__Objective__
Copy the data from the line that contains "Question. Place one point on every instance of the grassy" to its last line, exactly, including both of those lines and leaving out everything before.
## start
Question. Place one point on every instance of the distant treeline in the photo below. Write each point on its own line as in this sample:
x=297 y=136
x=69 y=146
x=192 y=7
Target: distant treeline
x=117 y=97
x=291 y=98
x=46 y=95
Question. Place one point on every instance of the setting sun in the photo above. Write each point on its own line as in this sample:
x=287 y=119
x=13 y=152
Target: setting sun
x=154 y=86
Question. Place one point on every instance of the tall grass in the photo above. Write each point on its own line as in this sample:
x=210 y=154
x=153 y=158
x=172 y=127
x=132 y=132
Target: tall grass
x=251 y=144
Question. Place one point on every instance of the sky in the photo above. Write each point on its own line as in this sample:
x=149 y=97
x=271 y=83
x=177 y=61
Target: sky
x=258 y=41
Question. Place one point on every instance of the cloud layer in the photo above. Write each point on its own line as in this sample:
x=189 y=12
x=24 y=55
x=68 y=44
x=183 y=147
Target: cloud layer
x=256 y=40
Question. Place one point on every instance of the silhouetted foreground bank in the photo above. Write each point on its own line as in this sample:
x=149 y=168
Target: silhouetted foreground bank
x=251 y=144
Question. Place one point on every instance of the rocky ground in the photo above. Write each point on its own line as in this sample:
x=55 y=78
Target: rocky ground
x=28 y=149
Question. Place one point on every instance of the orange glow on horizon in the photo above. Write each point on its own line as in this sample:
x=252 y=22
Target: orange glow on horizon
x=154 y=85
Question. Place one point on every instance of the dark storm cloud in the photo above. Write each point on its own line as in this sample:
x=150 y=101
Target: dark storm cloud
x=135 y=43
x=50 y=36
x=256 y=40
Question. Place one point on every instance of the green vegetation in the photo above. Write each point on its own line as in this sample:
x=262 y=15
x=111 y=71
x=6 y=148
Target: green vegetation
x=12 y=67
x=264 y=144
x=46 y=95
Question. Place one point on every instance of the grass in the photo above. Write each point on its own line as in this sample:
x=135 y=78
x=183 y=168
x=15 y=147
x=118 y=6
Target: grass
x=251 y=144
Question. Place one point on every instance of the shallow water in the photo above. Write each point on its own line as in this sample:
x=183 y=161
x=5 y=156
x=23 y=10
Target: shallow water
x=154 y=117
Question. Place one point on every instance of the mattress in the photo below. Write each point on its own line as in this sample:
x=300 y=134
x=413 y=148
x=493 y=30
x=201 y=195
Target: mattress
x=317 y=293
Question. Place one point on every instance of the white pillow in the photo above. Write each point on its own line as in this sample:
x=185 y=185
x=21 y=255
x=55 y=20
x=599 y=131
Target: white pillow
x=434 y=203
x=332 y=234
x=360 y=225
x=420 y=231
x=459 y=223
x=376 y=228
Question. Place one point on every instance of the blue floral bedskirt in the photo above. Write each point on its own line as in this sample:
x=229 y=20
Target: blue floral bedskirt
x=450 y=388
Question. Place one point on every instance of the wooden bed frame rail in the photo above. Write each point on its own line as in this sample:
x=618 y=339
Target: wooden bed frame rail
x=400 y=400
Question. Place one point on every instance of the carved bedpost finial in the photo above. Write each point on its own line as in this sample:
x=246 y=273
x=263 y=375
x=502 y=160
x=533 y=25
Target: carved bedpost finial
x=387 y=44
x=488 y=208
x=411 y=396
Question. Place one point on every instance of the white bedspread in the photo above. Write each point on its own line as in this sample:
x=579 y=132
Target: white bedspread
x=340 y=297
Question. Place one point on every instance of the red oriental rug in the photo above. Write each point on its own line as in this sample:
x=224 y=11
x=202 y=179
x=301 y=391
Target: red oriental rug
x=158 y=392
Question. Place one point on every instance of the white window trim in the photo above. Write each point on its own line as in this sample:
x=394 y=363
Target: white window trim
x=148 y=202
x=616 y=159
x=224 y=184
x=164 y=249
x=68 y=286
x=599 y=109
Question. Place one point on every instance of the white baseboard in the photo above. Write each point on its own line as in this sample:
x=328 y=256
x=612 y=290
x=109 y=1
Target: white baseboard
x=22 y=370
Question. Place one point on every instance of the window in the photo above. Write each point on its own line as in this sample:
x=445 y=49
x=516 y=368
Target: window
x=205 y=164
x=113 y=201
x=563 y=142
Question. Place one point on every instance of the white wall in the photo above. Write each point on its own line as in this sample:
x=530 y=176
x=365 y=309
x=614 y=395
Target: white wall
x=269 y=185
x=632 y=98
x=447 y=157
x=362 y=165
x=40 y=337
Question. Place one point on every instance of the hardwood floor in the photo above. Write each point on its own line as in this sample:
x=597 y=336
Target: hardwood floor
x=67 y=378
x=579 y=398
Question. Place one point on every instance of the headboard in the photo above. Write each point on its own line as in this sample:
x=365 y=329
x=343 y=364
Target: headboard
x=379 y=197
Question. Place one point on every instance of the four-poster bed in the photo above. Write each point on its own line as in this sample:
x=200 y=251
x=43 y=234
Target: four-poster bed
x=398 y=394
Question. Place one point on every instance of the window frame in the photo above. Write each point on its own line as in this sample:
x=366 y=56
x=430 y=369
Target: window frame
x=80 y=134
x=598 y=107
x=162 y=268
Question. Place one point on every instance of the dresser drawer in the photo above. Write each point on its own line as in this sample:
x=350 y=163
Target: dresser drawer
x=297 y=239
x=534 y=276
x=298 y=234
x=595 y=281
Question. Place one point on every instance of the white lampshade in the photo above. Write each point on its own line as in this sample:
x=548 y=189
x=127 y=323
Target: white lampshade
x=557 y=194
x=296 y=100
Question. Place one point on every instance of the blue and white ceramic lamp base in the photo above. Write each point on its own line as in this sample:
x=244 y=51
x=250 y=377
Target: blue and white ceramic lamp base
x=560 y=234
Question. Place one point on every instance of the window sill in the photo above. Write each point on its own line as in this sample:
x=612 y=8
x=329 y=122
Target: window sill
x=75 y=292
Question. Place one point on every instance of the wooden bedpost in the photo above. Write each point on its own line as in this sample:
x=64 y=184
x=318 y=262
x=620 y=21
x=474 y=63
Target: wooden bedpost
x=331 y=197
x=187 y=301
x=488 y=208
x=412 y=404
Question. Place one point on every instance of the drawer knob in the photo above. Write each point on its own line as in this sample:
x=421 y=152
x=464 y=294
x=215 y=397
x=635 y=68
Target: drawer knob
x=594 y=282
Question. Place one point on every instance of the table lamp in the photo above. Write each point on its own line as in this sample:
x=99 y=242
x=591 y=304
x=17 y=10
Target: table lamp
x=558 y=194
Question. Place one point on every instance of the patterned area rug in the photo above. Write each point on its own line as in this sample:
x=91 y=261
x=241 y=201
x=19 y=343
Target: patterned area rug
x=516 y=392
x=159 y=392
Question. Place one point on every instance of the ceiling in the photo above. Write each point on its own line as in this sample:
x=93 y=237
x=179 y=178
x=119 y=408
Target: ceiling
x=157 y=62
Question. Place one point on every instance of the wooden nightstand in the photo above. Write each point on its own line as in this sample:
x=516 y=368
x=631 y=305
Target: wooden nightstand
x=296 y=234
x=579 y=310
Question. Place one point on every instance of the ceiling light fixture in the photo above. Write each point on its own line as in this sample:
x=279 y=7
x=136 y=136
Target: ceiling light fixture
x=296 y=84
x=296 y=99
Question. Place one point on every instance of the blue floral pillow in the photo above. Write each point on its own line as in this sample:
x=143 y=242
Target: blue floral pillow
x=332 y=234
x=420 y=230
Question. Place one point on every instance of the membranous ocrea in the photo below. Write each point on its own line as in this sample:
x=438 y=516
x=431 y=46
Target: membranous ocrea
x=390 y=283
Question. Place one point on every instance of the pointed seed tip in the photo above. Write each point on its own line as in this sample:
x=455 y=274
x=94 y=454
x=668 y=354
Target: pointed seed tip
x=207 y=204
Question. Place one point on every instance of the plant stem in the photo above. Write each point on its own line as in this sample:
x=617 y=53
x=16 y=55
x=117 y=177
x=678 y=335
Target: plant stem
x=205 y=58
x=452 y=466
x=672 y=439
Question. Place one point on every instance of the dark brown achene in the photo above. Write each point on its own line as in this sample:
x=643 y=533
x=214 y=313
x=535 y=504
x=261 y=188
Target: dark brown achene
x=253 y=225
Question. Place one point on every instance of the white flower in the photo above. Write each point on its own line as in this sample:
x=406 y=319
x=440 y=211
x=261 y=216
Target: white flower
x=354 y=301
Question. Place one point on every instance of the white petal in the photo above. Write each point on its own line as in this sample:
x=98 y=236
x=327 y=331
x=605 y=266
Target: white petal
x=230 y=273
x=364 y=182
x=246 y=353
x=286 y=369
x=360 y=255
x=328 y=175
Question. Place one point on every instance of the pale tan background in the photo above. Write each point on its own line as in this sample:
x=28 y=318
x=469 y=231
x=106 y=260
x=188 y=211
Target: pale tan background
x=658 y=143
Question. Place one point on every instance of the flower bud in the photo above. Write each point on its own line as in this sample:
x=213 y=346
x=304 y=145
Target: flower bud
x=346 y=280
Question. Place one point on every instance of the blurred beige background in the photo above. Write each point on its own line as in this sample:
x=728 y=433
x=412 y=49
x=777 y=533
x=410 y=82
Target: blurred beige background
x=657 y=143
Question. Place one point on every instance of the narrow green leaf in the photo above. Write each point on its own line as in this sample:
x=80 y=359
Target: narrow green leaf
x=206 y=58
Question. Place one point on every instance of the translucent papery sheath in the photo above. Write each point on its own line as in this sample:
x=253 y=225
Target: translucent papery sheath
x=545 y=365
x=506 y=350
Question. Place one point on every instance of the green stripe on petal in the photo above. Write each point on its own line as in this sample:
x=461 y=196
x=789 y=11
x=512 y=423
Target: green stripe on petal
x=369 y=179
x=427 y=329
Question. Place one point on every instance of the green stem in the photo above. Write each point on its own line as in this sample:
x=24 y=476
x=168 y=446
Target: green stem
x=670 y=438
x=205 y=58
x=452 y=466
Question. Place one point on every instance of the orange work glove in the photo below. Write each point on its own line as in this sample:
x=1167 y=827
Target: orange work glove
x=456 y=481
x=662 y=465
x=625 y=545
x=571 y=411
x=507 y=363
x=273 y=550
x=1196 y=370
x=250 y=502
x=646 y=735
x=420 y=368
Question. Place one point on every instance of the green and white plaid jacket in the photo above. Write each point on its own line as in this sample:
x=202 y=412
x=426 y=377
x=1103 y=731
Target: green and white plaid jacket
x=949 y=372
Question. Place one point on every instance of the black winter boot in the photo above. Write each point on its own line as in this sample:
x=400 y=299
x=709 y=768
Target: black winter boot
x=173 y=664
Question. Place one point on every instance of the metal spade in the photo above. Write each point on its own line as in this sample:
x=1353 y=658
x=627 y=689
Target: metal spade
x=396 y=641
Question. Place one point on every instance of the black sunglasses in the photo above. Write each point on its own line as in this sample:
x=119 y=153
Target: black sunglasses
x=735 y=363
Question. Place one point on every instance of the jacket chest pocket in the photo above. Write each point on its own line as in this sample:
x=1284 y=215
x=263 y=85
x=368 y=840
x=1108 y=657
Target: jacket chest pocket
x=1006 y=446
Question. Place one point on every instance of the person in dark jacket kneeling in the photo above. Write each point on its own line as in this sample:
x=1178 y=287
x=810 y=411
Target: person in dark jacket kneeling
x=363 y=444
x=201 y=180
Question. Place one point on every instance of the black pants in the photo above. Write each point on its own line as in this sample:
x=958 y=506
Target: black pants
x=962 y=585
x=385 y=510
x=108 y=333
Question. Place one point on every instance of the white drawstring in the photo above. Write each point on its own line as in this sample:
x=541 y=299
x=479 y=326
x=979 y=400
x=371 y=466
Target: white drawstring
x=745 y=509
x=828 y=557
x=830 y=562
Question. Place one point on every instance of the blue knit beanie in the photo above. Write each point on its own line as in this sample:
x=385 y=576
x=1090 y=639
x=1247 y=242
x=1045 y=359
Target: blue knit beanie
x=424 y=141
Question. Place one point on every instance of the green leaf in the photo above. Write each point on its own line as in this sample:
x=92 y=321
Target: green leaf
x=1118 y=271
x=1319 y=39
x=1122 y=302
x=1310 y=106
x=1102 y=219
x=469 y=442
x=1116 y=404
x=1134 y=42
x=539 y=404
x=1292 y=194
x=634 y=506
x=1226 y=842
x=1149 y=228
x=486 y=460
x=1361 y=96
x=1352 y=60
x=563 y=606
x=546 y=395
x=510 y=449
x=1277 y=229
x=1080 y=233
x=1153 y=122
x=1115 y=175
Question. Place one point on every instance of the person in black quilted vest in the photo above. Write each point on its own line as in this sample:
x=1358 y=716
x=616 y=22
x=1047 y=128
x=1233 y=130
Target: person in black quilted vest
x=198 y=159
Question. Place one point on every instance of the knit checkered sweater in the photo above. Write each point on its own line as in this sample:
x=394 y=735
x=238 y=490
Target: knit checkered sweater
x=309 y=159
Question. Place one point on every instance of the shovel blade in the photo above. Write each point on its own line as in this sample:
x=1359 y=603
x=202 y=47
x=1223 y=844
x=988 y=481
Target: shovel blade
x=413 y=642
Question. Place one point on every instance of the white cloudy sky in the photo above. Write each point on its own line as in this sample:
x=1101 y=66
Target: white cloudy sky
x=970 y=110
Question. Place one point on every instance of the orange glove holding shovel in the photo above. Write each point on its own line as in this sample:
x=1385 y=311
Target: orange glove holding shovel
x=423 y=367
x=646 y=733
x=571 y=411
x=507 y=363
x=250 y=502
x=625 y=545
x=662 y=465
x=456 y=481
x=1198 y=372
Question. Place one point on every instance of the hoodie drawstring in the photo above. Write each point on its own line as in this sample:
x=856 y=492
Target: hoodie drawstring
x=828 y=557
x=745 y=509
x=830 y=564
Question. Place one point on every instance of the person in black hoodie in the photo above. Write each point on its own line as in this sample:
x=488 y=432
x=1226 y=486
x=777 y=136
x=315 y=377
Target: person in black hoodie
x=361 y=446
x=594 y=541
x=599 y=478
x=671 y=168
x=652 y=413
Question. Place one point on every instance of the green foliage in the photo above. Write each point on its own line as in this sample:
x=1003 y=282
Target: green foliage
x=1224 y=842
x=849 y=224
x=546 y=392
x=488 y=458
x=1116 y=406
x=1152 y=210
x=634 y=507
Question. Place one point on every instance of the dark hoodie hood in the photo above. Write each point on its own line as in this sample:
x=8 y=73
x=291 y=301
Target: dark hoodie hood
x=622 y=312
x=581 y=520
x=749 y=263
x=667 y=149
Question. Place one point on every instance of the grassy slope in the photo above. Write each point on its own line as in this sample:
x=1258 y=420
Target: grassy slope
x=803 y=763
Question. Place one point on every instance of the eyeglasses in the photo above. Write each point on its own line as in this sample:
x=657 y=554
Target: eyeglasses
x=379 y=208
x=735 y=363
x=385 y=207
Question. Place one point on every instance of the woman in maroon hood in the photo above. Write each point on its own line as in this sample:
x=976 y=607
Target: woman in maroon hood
## end
__Expected output__
Question. Place one point on every instance of the grassy slope in the photo above. Write each point on its own line as in this sample:
x=1258 y=420
Target: grassy slope
x=803 y=763
Question. Place one point on every instance of the eyeglasses in the photo above. Write each point on its own line as in this sample:
x=657 y=554
Target: eyeglasses
x=379 y=208
x=735 y=363
x=385 y=207
Question. Place one point on every instance of the woman in maroon hood in the photo above. Write each point on its own line as in this sample:
x=976 y=607
Target: woman in maroon hood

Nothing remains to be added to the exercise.